▶ Data supplied
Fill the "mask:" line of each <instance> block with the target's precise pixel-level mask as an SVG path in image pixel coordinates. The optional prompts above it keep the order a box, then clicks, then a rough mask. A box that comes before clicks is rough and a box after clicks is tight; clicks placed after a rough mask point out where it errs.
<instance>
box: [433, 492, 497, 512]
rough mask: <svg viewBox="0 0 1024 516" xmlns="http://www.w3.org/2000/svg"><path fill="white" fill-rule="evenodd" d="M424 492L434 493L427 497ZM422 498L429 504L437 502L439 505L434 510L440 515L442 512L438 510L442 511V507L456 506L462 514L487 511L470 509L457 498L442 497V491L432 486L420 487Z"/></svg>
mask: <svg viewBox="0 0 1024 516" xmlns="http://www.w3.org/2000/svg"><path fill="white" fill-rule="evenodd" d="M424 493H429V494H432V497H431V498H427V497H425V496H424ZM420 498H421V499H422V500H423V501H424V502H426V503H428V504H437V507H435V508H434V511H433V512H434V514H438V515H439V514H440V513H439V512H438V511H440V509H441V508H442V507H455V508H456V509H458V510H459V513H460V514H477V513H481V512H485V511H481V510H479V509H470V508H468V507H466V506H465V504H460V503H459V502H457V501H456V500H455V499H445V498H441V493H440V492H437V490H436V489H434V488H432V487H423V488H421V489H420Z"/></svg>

▶ Action item
Within the listing above, count each line that holds the word "instance"; the answer is that number alone.

▶ Task answer
2